◆ **EXERCISE TASK**
From the records below, pull out every line that contains the string "ground", and copy each of those lines in full.

◆ **EXERCISE DATA**

**********

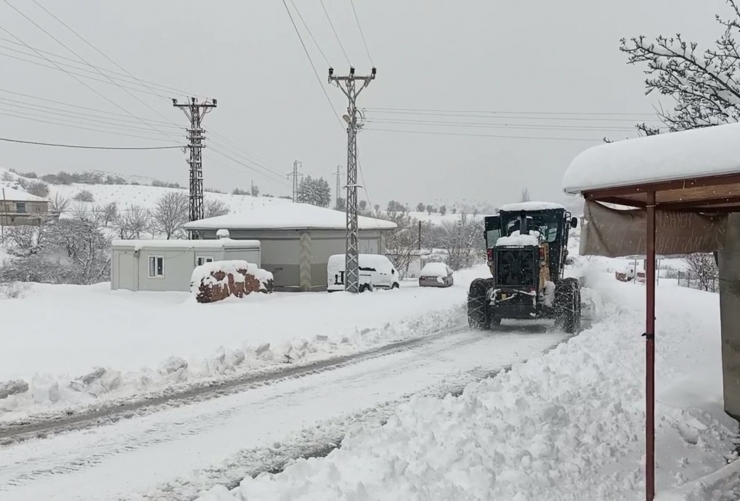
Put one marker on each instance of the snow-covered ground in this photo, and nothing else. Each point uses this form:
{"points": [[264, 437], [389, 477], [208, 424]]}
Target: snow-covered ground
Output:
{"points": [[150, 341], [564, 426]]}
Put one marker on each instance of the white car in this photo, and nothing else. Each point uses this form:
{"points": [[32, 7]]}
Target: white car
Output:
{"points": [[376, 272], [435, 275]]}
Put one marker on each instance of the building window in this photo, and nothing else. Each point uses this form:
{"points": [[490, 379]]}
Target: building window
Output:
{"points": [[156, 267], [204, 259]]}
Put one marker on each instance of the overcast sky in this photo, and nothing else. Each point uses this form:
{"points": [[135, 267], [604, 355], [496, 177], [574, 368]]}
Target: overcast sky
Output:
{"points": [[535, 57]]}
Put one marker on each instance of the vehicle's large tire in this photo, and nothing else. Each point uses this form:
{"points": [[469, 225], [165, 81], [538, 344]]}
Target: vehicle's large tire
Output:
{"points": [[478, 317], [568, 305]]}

**********

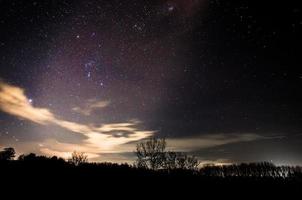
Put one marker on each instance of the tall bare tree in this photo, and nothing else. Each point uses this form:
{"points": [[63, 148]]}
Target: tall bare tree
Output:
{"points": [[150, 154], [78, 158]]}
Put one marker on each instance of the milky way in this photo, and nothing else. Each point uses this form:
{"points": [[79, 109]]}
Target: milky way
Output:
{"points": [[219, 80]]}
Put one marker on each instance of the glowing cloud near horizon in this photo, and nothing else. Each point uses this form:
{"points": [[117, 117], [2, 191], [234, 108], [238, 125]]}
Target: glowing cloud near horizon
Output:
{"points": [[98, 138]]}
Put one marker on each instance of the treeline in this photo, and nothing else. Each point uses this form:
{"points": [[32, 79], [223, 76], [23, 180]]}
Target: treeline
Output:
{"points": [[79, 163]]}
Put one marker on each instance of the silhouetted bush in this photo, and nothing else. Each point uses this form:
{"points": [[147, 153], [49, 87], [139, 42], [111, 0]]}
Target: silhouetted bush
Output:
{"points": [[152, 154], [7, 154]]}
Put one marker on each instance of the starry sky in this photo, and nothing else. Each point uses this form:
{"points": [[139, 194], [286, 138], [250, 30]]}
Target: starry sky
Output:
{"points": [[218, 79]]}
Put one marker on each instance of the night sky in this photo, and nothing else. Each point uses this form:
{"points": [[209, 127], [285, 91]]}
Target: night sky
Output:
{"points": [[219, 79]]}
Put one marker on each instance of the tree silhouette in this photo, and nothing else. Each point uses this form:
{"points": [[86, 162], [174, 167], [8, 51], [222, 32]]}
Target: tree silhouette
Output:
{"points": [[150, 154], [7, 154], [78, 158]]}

**********

◆ **RESPONSE TO THIS EXERCISE**
Put one marker on each instance of the snow-covered ground in this photo, and nothing else. Each point uses this form:
Target: snow-covered ground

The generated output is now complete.